*Quoted text*.
====================

Abstract

The principal purpose of this work is to develop three hybrid machine learning (ML) algorithms, namely ANFIS-RCSA, ANFIS-CA, and ANFIS-SFLA which are a combination of adaptive neuro-fuzzy inference system (ANFIS) with metaheuristic optimization techniques such as real-coded simulated annealing (RCSA), cultural algorithm (CA) and shuffled frog leaping algorithm (SFLA), respectively, to predict the critical buckling load of I-shaped cellular steel beams with circular openings. For this purpose, the existing database of buckling tests on I-shaped steel beams were extracted from the available literature and used to generate the datasets for modeling. Eight inputs, considered as independent variables, including the beam length, beam end-opening distance, opening diameter, inter-opening distance, section height, web thickness, flange width, and flange thickness, as well as one output of the critical buckling load of cellular steel beams considered as a dependent variable, were used in the datasets. Three quality assessment criteria, namely correlation coefficient (R), root mean squared error (RMSE) and mean absolute error (MAE) were employed for assessment of three developed hybrid ML models. The obtained results indicate that all three hybrid ML models have a strong ability to predict the buckling load of steel beams with circular openings, but ANFIS-SFLA (R = 0.960, RMSE = 0.040 and MAE = 0.017) exhibits the best effectiveness as compared with other hybrid models. In addition, sensitivity analysis was investigated and compared with linear statistical correlation between inputs and output to validate the importance of input variables in the models. The sensitivity results show that the most influenced variable affecting beam buckling capacity is the beam length, following by the flange width, the flange thickness, and the web thickness, respectively. This study shows that the hybrid ML techniques could help in establishing a robust numerical tool for beam buckling analysis. The proposed methodology is also promising to predict other types of failure, as well as other types of perforated beams.

====================

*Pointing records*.
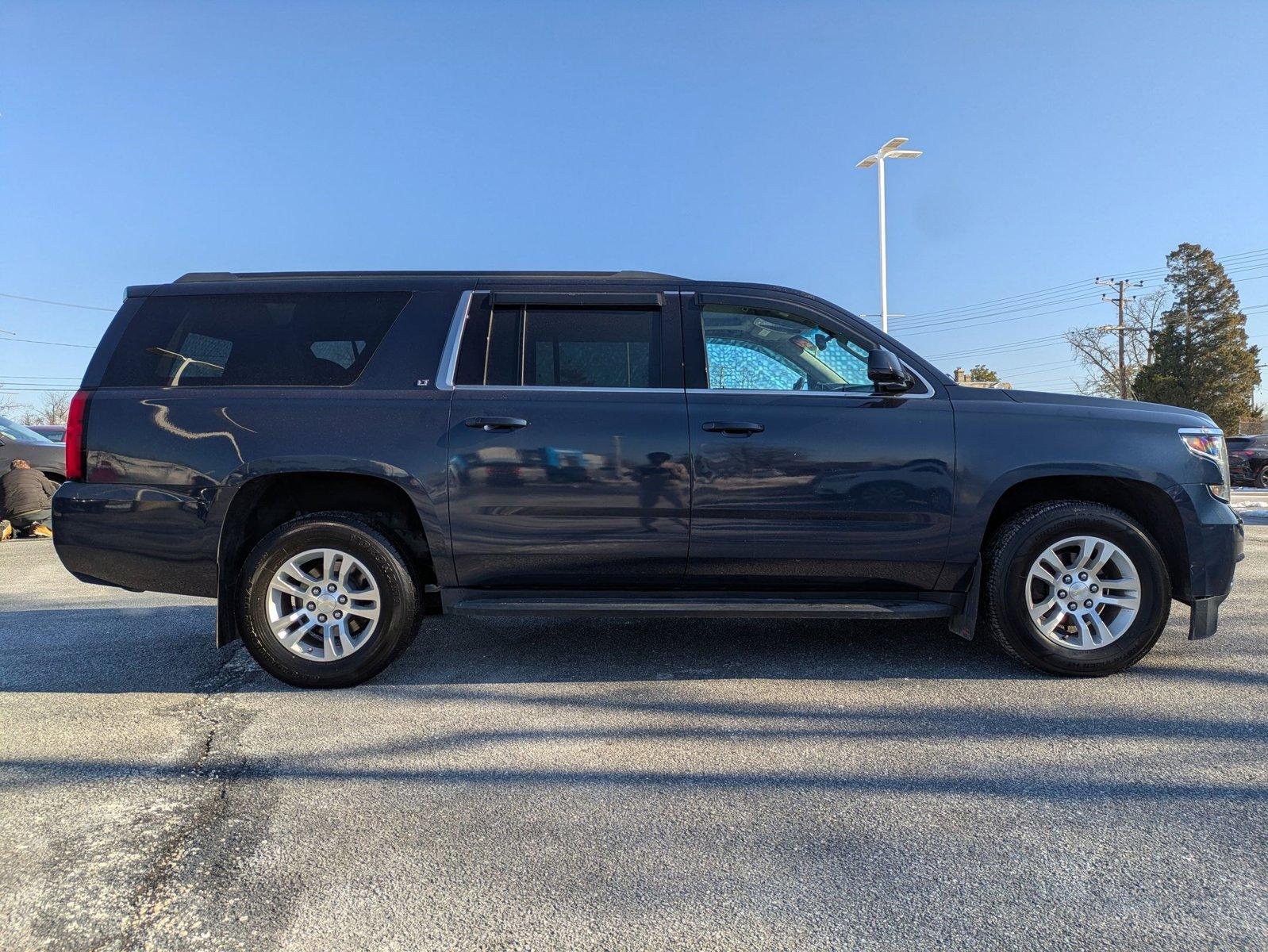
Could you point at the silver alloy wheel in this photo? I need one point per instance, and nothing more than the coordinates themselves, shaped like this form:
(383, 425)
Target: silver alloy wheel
(324, 605)
(1083, 593)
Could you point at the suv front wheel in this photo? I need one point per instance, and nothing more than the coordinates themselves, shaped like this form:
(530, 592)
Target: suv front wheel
(326, 601)
(1075, 589)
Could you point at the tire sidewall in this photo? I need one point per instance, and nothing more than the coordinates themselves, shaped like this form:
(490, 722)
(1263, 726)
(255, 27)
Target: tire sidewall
(363, 543)
(1013, 616)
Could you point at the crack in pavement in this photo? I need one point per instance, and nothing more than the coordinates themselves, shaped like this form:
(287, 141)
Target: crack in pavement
(161, 869)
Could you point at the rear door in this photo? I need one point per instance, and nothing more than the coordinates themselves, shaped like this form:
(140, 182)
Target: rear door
(568, 454)
(803, 476)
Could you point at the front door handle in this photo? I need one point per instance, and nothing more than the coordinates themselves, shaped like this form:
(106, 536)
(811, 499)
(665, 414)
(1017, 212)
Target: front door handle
(494, 424)
(733, 428)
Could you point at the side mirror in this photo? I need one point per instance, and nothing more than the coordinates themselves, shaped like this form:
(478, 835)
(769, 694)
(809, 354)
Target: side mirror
(886, 373)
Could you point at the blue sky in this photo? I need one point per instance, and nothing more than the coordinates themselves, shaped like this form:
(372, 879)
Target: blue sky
(141, 141)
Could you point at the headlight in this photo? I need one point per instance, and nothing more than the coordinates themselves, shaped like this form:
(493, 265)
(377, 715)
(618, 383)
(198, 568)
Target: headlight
(1208, 444)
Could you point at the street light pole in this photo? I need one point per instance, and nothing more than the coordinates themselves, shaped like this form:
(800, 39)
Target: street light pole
(890, 150)
(884, 278)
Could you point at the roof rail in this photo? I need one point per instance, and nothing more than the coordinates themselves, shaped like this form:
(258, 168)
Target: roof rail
(195, 277)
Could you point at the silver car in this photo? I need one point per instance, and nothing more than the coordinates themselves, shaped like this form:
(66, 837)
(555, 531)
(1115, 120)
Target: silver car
(18, 441)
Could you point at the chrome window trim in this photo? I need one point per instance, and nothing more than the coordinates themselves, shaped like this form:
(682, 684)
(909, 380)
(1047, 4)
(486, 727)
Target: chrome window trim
(520, 388)
(449, 364)
(449, 355)
(930, 392)
(453, 343)
(873, 396)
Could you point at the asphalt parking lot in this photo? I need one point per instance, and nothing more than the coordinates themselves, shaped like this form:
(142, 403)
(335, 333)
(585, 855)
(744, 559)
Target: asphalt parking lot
(629, 785)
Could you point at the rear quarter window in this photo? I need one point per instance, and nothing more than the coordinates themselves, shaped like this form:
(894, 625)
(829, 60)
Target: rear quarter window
(252, 340)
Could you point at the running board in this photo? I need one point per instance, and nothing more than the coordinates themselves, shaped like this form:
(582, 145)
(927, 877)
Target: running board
(738, 608)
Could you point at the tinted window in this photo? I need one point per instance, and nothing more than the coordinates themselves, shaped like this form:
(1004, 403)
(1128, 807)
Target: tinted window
(296, 340)
(532, 347)
(755, 349)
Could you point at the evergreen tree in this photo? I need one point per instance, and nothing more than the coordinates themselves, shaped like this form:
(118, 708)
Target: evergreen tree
(1201, 356)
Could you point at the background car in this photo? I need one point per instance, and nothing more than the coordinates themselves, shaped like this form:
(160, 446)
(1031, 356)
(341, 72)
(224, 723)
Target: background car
(1248, 460)
(55, 432)
(18, 441)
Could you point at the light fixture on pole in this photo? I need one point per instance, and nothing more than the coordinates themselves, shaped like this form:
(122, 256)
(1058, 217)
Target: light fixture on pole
(890, 150)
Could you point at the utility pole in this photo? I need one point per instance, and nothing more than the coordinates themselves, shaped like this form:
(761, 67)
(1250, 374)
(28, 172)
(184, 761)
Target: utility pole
(1121, 301)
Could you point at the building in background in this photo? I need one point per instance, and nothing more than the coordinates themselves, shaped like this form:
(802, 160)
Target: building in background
(965, 379)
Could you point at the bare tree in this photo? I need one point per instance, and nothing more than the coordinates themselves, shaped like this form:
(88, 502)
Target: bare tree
(52, 409)
(9, 403)
(1096, 349)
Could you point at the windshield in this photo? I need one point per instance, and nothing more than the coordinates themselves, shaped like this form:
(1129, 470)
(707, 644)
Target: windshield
(17, 432)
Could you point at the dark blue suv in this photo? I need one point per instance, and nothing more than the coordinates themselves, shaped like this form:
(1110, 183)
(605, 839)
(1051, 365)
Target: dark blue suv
(335, 457)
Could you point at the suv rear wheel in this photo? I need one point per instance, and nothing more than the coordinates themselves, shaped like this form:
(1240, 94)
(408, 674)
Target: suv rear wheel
(328, 601)
(1075, 589)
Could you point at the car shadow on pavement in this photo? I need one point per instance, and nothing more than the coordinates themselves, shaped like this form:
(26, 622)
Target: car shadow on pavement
(171, 649)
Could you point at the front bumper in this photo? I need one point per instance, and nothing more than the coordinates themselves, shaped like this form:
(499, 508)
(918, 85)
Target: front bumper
(1215, 539)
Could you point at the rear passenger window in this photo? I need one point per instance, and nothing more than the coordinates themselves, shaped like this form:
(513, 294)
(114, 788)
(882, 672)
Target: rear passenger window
(538, 347)
(252, 340)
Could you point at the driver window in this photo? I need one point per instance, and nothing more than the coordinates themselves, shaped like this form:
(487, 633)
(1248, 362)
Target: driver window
(757, 349)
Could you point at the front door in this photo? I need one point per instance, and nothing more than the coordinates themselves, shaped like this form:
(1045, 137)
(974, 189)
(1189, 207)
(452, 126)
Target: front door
(568, 454)
(804, 477)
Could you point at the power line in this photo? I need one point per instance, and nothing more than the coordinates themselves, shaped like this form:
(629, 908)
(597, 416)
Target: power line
(51, 344)
(1240, 263)
(59, 303)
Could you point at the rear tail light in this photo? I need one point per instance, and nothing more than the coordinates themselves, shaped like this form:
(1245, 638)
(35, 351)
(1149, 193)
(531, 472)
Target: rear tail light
(75, 449)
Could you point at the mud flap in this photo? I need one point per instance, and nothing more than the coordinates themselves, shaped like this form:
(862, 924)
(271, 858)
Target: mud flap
(226, 619)
(1205, 616)
(965, 624)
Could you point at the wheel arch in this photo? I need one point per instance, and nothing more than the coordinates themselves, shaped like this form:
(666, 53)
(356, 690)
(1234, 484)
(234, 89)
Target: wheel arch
(1145, 502)
(264, 502)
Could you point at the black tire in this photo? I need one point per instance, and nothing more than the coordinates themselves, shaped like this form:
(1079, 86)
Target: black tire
(398, 615)
(1009, 555)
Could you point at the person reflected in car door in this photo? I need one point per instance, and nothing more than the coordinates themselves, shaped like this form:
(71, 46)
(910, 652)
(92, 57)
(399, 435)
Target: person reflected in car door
(659, 479)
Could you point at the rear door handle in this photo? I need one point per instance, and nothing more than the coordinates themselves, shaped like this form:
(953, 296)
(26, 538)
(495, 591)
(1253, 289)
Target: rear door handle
(492, 424)
(733, 428)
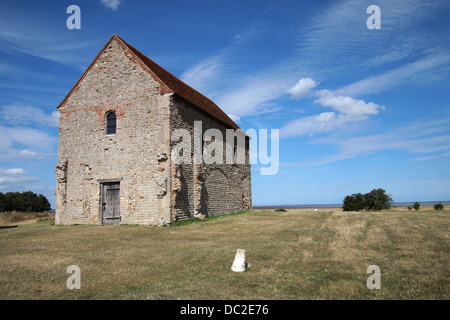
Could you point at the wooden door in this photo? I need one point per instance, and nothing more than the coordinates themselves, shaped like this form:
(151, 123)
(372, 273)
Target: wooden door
(110, 203)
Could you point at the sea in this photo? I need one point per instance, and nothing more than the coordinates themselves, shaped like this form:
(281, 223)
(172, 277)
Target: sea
(319, 206)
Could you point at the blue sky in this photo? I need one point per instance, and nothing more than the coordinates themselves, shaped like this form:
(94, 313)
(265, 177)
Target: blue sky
(357, 108)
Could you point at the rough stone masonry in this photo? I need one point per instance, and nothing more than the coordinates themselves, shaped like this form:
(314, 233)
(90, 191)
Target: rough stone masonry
(129, 177)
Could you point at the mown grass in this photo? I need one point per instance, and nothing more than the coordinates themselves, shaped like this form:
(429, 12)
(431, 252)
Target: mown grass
(297, 254)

====================

*Given problem*.
Copy out the abstract above in full, word for word.

*Complete response*.
Abstract

The principal purpose of this work is to develop three hybrid machine learning (ML) algorithms, namely ANFIS-RCSA, ANFIS-CA, and ANFIS-SFLA which are a combination of adaptive neuro-fuzzy inference system (ANFIS) with metaheuristic optimization techniques such as real-coded simulated annealing (RCSA), cultural algorithm (CA) and shuffled frog leaping algorithm (SFLA), respectively, to predict the critical buckling load of I-shaped cellular steel beams with circular openings. For this purpose, the existing database of buckling tests on I-shaped steel beams were extracted from the available literature and used to generate the datasets for modeling. Eight inputs, considered as independent variables, including the beam length, beam end-opening distance, opening diameter, inter-opening distance, section height, web thickness, flange width, and flange thickness, as well as one output of the critical buckling load of cellular steel beams considered as a dependent variable, were used in the datasets. Three quality assessment criteria, namely correlation coefficient (R), root mean squared error (RMSE) and mean absolute error (MAE) were employed for assessment of three developed hybrid ML models. The obtained results indicate that all three hybrid ML models have a strong ability to predict the buckling load of steel beams with circular openings, but ANFIS-SFLA (R = 0.960, RMSE = 0.040 and MAE = 0.017) exhibits the best effectiveness as compared with other hybrid models. In addition, sensitivity analysis was investigated and compared with linear statistical correlation between inputs and output to validate the importance of input variables in the models. The sensitivity results show that the most influenced variable affecting beam buckling capacity is the beam length, following by the flange width, the flange thickness, and the web thickness, respectively. This study shows that the hybrid ML techniques could help in establishing a robust numerical tool for beam buckling analysis. The proposed methodology is also promising to predict other types of failure, as well as other types of perforated beams.